Every line below that holds the string "electrical" should be copied.
Top of Supplied records
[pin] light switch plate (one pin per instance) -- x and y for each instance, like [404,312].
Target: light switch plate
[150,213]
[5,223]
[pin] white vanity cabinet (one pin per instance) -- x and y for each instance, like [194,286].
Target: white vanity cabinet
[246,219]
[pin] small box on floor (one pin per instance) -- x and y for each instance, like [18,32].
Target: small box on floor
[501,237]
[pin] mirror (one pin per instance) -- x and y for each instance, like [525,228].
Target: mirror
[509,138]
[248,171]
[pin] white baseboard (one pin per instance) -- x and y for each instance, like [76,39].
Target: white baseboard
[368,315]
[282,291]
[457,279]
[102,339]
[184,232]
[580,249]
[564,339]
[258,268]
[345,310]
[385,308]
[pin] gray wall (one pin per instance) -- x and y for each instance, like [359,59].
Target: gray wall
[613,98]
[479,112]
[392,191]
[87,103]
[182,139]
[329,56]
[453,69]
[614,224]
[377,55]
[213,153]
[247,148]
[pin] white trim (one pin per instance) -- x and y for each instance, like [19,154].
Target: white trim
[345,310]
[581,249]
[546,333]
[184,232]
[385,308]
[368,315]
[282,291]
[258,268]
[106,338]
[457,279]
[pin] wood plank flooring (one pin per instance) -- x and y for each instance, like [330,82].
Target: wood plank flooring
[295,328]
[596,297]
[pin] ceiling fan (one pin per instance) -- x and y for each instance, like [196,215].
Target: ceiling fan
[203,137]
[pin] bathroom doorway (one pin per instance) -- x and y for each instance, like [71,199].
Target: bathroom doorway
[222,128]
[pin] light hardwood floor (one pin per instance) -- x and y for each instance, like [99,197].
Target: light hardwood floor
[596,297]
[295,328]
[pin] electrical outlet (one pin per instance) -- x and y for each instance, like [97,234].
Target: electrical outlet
Bottom of Supplied records
The answer ::
[pin] electrical outlet (one pin per instance) -- x and y for each instance, like [97,234].
Target: electrical outlet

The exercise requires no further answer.